All that is needed is each line of the entries holding the word "Return", copied as it stands.
*** Provided material ***
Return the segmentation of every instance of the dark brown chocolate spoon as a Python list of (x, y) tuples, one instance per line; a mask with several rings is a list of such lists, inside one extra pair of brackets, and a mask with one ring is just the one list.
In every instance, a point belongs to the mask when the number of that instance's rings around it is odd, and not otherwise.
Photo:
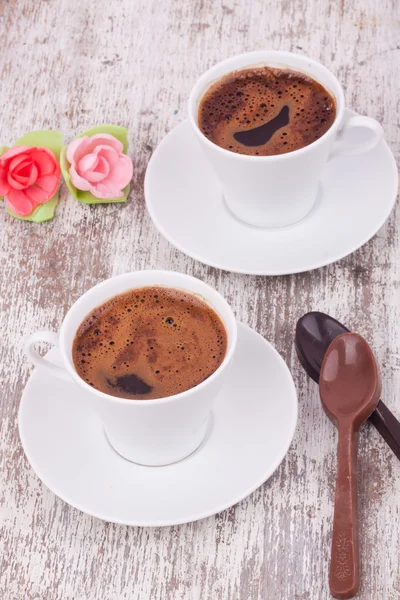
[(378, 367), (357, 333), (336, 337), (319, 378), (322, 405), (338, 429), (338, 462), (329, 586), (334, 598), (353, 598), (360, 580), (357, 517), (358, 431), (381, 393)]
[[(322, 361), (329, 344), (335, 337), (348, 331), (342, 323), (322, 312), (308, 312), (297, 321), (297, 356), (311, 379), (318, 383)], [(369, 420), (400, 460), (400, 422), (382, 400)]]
*** End of Provided material ***
*** Provided material ***
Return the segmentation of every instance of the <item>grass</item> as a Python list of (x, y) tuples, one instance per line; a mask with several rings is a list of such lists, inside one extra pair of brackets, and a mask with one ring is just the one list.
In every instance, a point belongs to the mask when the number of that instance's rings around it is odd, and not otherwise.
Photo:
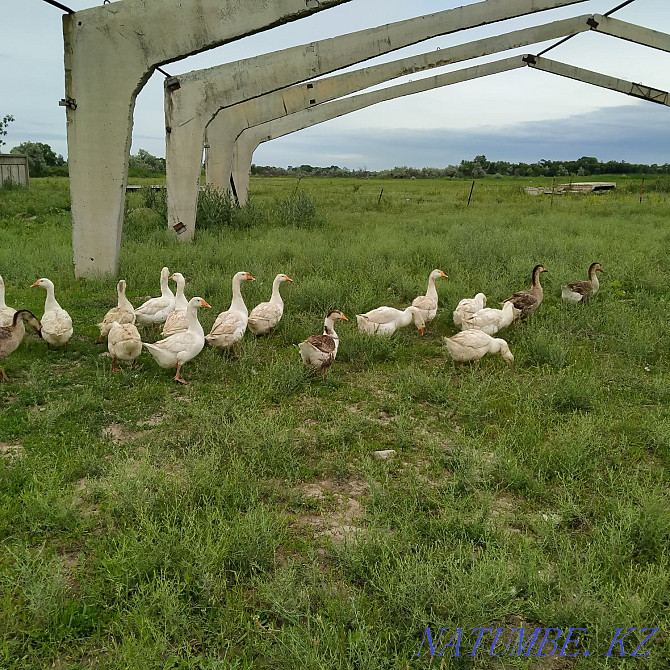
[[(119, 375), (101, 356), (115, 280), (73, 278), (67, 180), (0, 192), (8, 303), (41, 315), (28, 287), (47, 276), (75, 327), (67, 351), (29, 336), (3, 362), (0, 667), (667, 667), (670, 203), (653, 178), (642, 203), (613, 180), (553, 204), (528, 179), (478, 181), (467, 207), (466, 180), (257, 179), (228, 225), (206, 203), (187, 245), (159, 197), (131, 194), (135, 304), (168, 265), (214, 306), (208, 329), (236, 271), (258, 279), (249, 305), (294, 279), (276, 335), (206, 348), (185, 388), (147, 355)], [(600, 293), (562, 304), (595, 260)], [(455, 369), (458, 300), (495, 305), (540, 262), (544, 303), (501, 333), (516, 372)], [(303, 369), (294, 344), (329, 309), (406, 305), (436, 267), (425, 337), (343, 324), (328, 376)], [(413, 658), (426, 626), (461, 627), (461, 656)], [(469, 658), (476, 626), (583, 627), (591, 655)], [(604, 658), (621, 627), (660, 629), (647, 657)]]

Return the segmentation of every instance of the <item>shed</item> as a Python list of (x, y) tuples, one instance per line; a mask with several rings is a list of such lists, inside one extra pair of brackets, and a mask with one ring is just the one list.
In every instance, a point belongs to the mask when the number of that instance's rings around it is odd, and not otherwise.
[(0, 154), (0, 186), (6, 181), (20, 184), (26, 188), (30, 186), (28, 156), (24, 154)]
*** End of Provided material ***
Solution to this exercise:
Return the segmentation of every instance of the dark brown chocolate spoon as a Python list of (x, y) tuples, one instance per line; a mask with several rings is a list of such lists, inside one extra pair of brackets, and a mask with one ring is just the one list.
Return the segmentation of every instance of the <item>grass</item> as a Python list of (x, y) tuples, one instance per line; a mask with several rings is a list of such lists, inside one extra pair of brackets, and a mask with one ring is just the one list.
Return the segmentation of every instance of the <item>shed</item> as a Python list of (x, y) tuples, one instance per line; a mask with several rings is a list of such lists, inside one extra pair of brackets, and a mask with one ring is just the one list.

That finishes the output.